WORK ITEM:
Could you set down the lines from the first line of the entries below through the line with "Target: spoon handle", exactly and with no pictures?

DATA SECTION:
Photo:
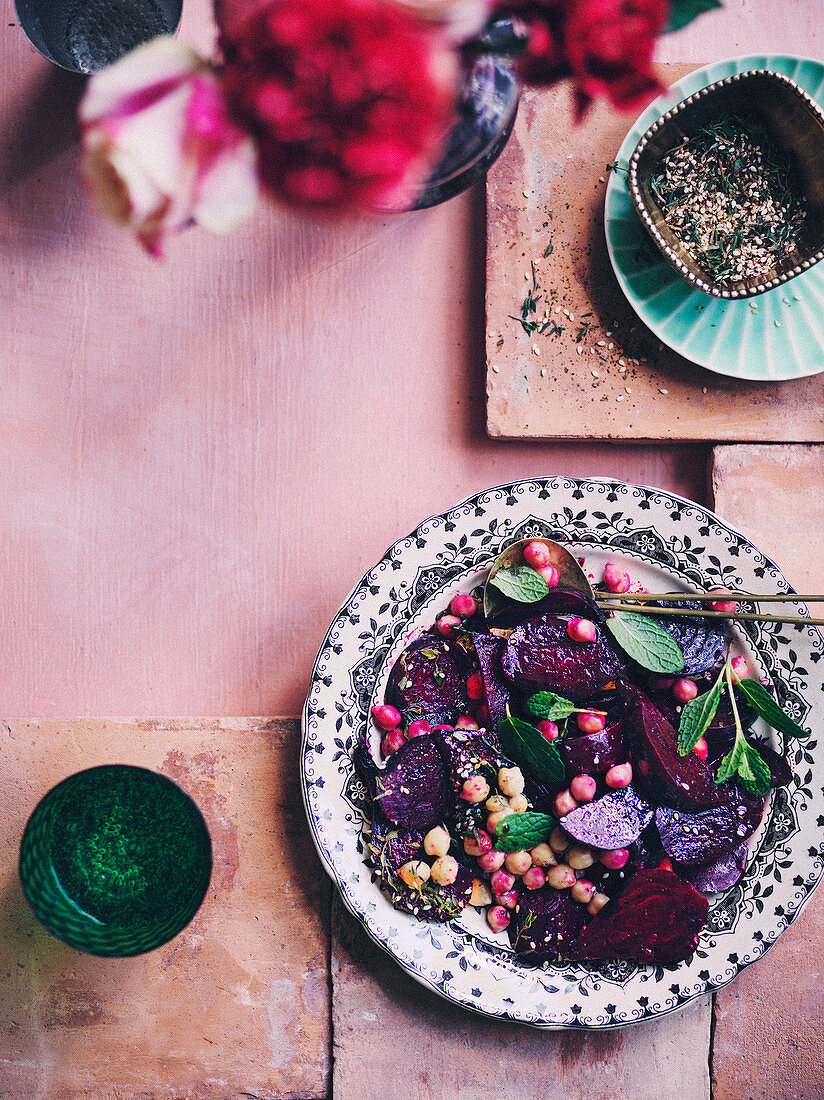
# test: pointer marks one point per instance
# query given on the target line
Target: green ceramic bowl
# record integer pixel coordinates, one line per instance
(772, 338)
(116, 860)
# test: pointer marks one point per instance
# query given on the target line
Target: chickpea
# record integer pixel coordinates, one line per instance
(518, 862)
(561, 877)
(445, 870)
(415, 873)
(511, 781)
(580, 857)
(436, 843)
(542, 856)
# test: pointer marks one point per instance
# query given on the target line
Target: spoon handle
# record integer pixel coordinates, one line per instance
(709, 597)
(694, 613)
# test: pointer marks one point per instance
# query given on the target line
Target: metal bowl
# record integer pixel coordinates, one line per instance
(795, 124)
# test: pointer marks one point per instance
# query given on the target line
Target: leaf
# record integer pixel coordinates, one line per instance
(696, 716)
(728, 766)
(528, 748)
(522, 583)
(765, 704)
(647, 642)
(683, 11)
(753, 771)
(523, 831)
(546, 704)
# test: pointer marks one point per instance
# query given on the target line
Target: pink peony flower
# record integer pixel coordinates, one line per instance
(604, 45)
(348, 100)
(160, 149)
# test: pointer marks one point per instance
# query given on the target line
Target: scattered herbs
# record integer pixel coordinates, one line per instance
(732, 198)
(647, 642)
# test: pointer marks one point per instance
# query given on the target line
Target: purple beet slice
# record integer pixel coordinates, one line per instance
(701, 639)
(427, 681)
(684, 782)
(594, 754)
(613, 821)
(702, 837)
(545, 922)
(414, 789)
(657, 919)
(498, 694)
(720, 875)
(540, 656)
(508, 613)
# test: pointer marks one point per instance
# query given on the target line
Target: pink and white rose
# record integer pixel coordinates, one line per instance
(161, 151)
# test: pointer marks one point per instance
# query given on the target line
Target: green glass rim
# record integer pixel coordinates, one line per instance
(64, 917)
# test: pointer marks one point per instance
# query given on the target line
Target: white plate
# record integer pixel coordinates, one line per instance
(670, 541)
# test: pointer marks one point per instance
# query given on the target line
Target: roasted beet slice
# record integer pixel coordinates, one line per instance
(612, 822)
(659, 769)
(540, 656)
(704, 836)
(490, 650)
(508, 613)
(427, 681)
(701, 639)
(594, 754)
(544, 923)
(720, 875)
(657, 919)
(414, 789)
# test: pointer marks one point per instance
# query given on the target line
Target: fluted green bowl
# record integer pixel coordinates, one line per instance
(116, 860)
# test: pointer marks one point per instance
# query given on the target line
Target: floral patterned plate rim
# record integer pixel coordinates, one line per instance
(663, 537)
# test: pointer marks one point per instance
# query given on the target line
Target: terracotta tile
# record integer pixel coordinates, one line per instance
(237, 1003)
(547, 190)
(768, 1036)
(395, 1038)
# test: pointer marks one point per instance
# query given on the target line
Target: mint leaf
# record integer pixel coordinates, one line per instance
(528, 748)
(523, 831)
(546, 704)
(696, 716)
(728, 766)
(683, 11)
(522, 583)
(765, 704)
(647, 642)
(753, 771)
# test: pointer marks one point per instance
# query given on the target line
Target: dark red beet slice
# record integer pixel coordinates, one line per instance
(702, 837)
(540, 656)
(720, 875)
(508, 613)
(427, 681)
(414, 789)
(594, 754)
(701, 639)
(544, 923)
(612, 822)
(490, 649)
(657, 919)
(658, 768)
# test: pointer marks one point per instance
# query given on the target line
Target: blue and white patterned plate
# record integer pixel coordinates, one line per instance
(667, 541)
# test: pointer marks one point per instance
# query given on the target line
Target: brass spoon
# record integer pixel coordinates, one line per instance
(572, 576)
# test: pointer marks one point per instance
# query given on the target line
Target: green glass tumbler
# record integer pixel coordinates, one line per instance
(116, 860)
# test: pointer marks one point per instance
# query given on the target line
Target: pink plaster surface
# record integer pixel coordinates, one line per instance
(199, 458)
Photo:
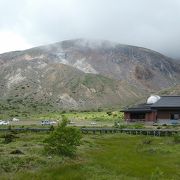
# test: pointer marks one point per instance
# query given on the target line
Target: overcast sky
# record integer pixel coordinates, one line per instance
(154, 24)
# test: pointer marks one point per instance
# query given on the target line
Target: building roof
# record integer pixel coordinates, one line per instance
(167, 102)
(163, 102)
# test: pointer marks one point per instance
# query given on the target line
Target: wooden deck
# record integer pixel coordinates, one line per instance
(25, 129)
(149, 132)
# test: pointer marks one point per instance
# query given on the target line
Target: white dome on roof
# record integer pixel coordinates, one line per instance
(153, 99)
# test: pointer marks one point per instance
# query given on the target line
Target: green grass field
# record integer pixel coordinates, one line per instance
(110, 156)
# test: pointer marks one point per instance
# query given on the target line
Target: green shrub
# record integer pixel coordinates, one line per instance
(177, 138)
(64, 140)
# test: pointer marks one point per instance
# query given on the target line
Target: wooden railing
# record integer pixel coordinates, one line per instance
(150, 132)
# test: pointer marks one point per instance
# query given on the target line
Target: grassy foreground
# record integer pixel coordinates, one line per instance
(114, 156)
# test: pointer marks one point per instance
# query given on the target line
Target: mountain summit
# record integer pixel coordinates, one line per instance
(83, 74)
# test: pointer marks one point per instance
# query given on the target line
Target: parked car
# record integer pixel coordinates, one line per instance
(47, 122)
(4, 122)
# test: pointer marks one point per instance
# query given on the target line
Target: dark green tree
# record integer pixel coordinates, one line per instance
(64, 140)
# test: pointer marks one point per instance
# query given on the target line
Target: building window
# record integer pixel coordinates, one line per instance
(175, 116)
(138, 116)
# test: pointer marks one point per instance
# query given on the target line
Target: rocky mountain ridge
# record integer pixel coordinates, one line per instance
(84, 74)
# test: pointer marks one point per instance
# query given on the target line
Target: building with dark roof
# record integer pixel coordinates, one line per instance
(163, 109)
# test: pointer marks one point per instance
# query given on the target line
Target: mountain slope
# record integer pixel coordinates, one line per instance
(83, 74)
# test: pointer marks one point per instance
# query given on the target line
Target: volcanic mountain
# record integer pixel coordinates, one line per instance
(83, 74)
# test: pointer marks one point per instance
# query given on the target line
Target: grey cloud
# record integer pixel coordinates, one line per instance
(153, 24)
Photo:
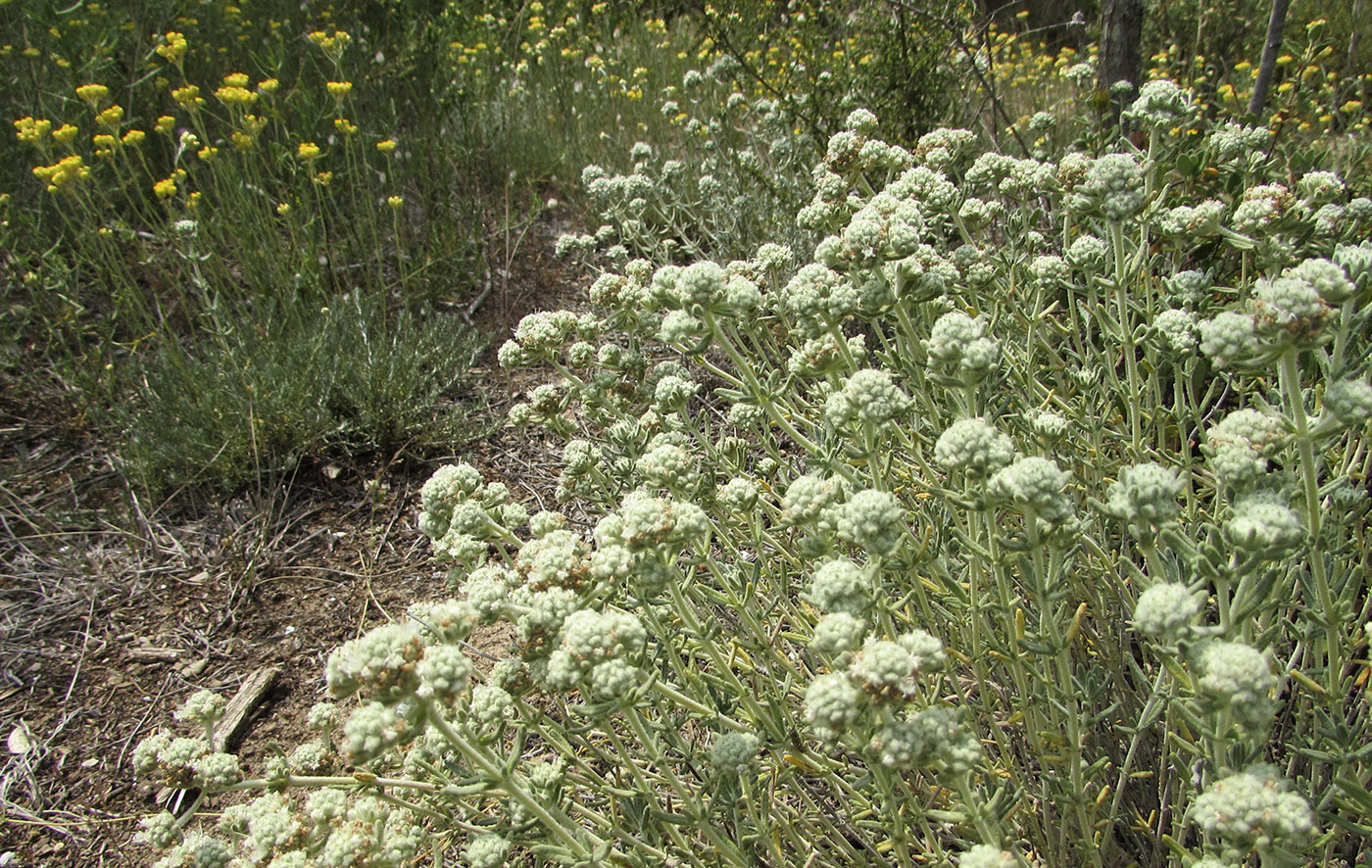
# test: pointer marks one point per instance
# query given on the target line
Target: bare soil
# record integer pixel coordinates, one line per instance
(113, 610)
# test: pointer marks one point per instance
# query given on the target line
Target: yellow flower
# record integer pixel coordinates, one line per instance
(64, 173)
(172, 47)
(33, 130)
(110, 117)
(92, 93)
(235, 95)
(188, 96)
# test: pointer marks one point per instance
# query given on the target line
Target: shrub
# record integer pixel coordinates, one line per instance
(299, 384)
(967, 539)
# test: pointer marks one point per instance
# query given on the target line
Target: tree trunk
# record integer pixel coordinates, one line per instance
(1121, 58)
(1269, 58)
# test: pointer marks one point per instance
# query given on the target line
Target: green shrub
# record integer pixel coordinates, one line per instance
(1021, 524)
(299, 383)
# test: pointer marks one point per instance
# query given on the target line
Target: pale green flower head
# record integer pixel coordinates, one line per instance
(1290, 312)
(1348, 402)
(1035, 486)
(841, 586)
(489, 850)
(731, 753)
(379, 664)
(959, 345)
(1241, 678)
(160, 831)
(974, 447)
(833, 703)
(839, 632)
(1264, 525)
(1111, 187)
(443, 673)
(1252, 809)
(1161, 106)
(868, 395)
(1146, 497)
(1328, 278)
(1231, 339)
(1165, 610)
(873, 520)
(988, 856)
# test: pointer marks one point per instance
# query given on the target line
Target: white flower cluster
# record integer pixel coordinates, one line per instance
(1241, 678)
(1035, 486)
(976, 447)
(1165, 610)
(868, 397)
(1161, 106)
(1111, 187)
(1146, 497)
(959, 346)
(460, 513)
(1251, 810)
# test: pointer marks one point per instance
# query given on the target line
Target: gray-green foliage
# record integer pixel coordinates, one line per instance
(298, 383)
(1018, 577)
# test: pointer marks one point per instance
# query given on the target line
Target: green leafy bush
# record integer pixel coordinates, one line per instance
(299, 384)
(1022, 522)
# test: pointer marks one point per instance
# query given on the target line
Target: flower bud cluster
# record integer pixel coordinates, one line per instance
(868, 397)
(1165, 611)
(1252, 809)
(1241, 679)
(959, 346)
(973, 446)
(1161, 106)
(460, 513)
(1035, 486)
(1146, 497)
(1111, 187)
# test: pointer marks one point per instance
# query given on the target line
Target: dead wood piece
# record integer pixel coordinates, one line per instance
(230, 726)
(240, 706)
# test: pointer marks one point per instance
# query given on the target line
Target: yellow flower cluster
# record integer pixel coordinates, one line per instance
(173, 47)
(62, 174)
(235, 96)
(188, 96)
(110, 117)
(92, 93)
(31, 130)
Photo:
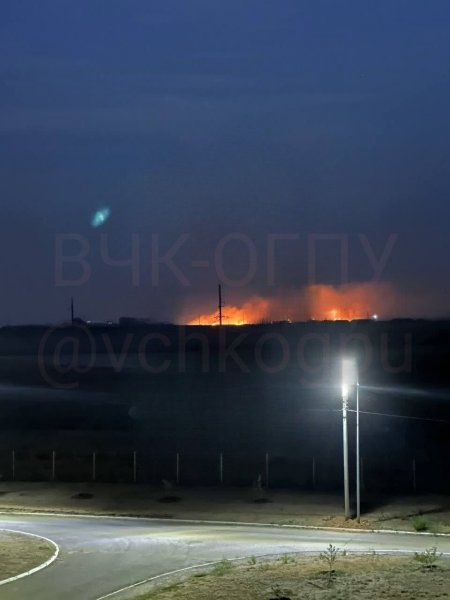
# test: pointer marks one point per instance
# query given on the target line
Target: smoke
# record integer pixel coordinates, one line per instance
(319, 302)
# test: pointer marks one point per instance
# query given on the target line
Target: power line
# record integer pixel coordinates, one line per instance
(366, 412)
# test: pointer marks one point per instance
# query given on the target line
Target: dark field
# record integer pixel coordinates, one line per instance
(235, 405)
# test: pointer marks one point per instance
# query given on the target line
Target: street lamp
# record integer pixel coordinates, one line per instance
(350, 379)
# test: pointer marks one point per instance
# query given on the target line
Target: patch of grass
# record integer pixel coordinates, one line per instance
(220, 569)
(428, 557)
(285, 559)
(420, 523)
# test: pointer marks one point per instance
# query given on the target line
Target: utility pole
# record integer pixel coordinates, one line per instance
(345, 445)
(358, 460)
(220, 304)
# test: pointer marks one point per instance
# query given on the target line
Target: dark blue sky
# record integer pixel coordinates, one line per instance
(209, 118)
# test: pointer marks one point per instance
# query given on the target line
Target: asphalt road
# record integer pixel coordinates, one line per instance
(101, 555)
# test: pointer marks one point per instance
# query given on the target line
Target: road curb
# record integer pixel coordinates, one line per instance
(44, 565)
(230, 523)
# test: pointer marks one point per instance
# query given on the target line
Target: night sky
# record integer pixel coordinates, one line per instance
(213, 118)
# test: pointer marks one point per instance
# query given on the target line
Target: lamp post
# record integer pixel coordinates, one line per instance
(350, 379)
(358, 460)
(345, 449)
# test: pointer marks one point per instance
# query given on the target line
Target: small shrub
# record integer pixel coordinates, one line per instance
(419, 523)
(223, 567)
(330, 557)
(285, 559)
(428, 558)
(280, 594)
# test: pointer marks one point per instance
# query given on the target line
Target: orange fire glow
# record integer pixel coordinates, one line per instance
(318, 302)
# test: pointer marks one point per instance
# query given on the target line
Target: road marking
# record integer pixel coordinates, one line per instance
(228, 523)
(45, 564)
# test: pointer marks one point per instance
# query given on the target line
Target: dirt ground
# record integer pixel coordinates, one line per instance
(20, 553)
(291, 578)
(227, 504)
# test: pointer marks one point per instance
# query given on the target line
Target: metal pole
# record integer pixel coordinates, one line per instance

ANSWER SECTION:
Photo:
# test: pointer marks one point per instance
# query given on the target line
Target: green ceramic bowl
# record integer pixel coordinates, one line per instance
(772, 338)
(116, 860)
# test: pointer marks one point per instance
# query given on the target line
Target: chickpea
# record integer pixel coordinates, one line per instance
(518, 862)
(561, 877)
(445, 870)
(415, 873)
(511, 781)
(580, 857)
(436, 843)
(542, 856)
# test: pointer marks one point per instance
# query given on the target line
Target: spoon handle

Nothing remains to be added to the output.